> _Exercise objective_
Which lines of the entries contain the string "keypoint"? Please find them and copy them.

> _Dataset records_
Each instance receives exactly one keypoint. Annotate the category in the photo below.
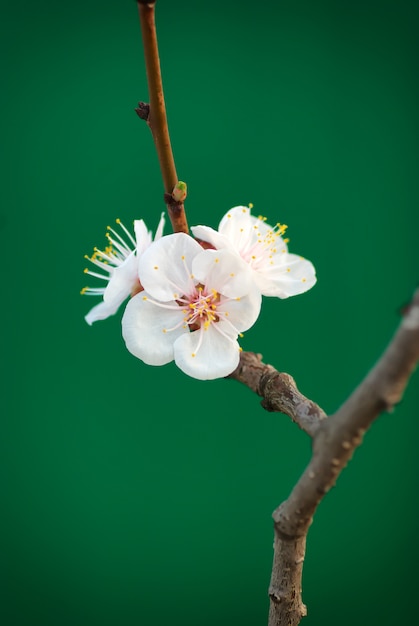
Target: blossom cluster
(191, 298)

==

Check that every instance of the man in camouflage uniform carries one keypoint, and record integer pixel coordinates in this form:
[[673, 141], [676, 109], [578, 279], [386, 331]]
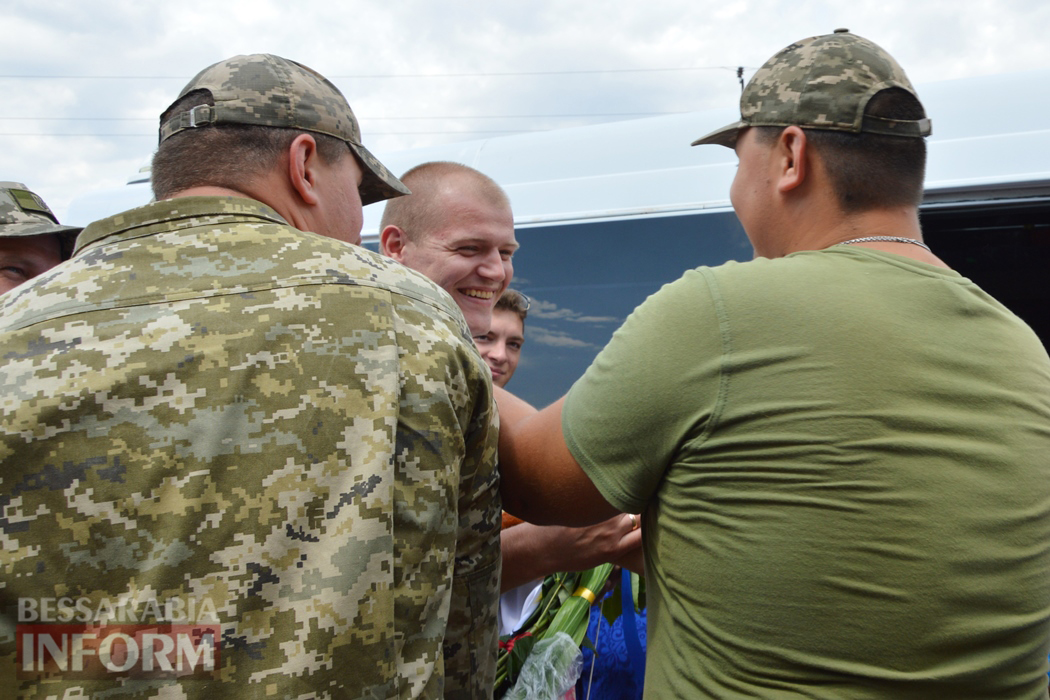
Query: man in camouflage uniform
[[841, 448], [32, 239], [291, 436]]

> _Solution to the problem_
Each instance receives exactly one keypoint. Annotate the category in the photo below.
Check that every instance of the man in camouflage uniform carries one keypoint, and record integer pixel coordinates in this form:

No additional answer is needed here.